=== Texte à analyser ===
___
Les nomades de la mer, premiers Hommes génétiquement adaptés à la plongée

Pendant des centaines d'années, les Bajau ont vécu en mer, et la sélection naturelle a peut-être fait d'eux des plongeurs génétiquement plus adaptés.

De Sarah Gibbens
Publication 27 juil. 2021, 10:39 CEST
Dido, un jeun Bajau, pêche des poissons de récifs sur l'île de Pulau Mantabuan.
Dido, un jeun Bajau, pêche des poissons de récifs sur l'île de Pulau Mantabuan.
PHOTOGRAPHIE DE Matthieu Paley, National Geographic

Si vous retenez votre souffle et plongez votre visage dans une baignoire remplie d'eau, votre corps déclenchera automatiquement ce qu'on appelle la réponse de plongée. Votre fréquence cardiaque ralentit, vos vaisseaux sanguins se contractent. Il en va de même pour votre rate qui se contracte à son tour. Toutes ces réactions vous aident à économiser de l'énergie lorsque vous êtes à court d'oxygène.

La plupart des gens peuvent retenir leur respiration sous l'eau pendant quelques secondes, certains pendant quelques minutes. Mais le peuple Bajau ne cesse de battre des records d'apnée, certains de ses membres restant sous l'eau près de 13 minutes à environ 60 mètres de profondeur. Ces populations nomades vivent dans les eaux qui serpentent entre les Philippines, la Malaisie et l'Indonésie, où elles plongent pour pêcher ou à la recherche d'éléments naturels qui peuvent être utilisés dans l'artisanat local.

Une étude parue dans la revue Cell offre les premiers indices d'une mutation de leur ADN, notamment le développement de plus grandes rates offrant aux Bajau un avantage génétique pour survivre dans les profondeurs.

 

UNE QUESTION DE RATE

De tous les organes du corps humain, la rate n'est peut-être pas la plus glamour. Vous pouvez techniquement vivre sans elle, mais tant que vous l'avez, l'organe soutient votre système immunitaire et aide à renouveler les globules rouges.
___
[Enregistrements extraits]
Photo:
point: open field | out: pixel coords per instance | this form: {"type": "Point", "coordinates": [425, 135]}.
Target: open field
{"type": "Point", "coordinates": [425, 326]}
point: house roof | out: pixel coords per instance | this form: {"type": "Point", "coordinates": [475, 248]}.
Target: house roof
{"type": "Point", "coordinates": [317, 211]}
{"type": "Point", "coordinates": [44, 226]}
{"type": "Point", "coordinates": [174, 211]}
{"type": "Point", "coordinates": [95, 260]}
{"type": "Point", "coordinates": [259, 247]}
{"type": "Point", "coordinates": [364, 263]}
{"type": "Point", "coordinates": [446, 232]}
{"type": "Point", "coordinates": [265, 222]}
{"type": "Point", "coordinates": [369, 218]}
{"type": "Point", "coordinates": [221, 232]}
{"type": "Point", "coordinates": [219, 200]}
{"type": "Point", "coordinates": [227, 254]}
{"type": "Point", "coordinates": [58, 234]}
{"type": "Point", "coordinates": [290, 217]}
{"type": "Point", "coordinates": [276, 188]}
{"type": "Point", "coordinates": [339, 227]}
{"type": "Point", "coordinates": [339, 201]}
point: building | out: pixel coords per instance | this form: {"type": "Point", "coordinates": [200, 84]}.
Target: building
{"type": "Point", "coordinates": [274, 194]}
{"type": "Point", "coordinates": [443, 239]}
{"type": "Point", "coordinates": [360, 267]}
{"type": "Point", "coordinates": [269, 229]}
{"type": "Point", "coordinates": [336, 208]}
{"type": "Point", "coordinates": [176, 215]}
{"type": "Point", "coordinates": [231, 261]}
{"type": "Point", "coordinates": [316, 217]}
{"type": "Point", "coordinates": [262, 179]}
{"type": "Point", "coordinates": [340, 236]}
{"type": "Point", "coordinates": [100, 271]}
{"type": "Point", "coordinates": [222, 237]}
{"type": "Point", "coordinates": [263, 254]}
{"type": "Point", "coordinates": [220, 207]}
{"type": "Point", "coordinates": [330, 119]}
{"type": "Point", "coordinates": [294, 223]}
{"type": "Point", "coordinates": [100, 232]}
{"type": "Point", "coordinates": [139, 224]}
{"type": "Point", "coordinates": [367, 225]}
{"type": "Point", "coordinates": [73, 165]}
___
=== Consignes de travail ===
1. Selon l'article sur les nomades de la mer, à quoi servent les réactions du corps qui forment la réponse de plongée ? Répondez en une à trois phrases.
2. Dans l'article sur les nomades de la mer, recopiez tout le passage depuis « Si vous retenez » jusqu'à « à court d'oxygène. » en remplaçant « baignoire » par « bassine ».
3. Rédigez la suite de l'article sur les Bajau et leur aptitude à la plongée, en partant de sa dernière phrase.

=== Réponses attendues ===
1. Le ralentissement du cœur et la contraction des vaisseaux sanguins et de la rate aident à économiser de l'énergie lorsqu'on est à court d'oxygène.

2.
Si vous retenez votre souffle et plongez votre visage dans une bassine remplie d'eau, votre corps déclenchera automatiquement ce qu'on appelle la réponse de plongée. Votre fréquence cardiaque ralentit, vos vaisseaux sanguins se contractent. Il en va de même pour votre rate qui se contracte à son tour. Toutes ces réactions vous aident à économiser de l'énergie lorsque vous êtes à court d'oxygène.

3.
Des travaux antérieurs ont montré que chez les phoques, mammifères marins qui passent une grande partie de leur vie sous l'eau, les rates sont disproportionnées. L'auteur de l'étude, Melissa Llardo, du Center for Geogenetics de l'Université de Copenhague, a voulu savoir si la même caractéristique pouvait être observée chez les Hommes habitués à plonger dans les profondeurs dès le plus jeune âge. Lors d'un voyage en Thaïlande, elle a entendu parler des nomades de la mer et a été impressionnée par leurs capacités légendaires.

« Je voulais d'abord rencontrer la communauté, pas seulement me présenter avec du matériel scientifique, faire des tests et repartir », dit-elle de ses premiers voyages en Indonésie. « Lors de la deuxième visite, j'ai apporté une machine à ultrasons portable et des kits d'échantillonnage. Nous avons rencontré plusieurs personnes et avons scanné leurs rates. »

« J'avais généralement un public », ajoute-t-elle. « Ils étaient surpris que j'aie entendu parler d'eux. »

Elle a également observé un groupe de personnes apparentées aux Bajau, appelées Saluan, qui vivent sur le continent indonésien. De retour à Copenhague, en comparant les deux échantillons, son équipe a constaté que la taille médiane de la rate d'une personne Bajau était 50 % plus grande que le même organe chez un individu Saluan.

Les chercheurs ont également repéré un gène appelé PDE10A, qui est censé contrôler une hormone thyroïdienne, présent chez le peuple Bajau mais pas chez le peuple Saluan. 

Pour Llardo, la sélection naturelle aurait aidé les Bajau, qui ont vécu dans la région pendant mille ans, à développer cet avantage génétique.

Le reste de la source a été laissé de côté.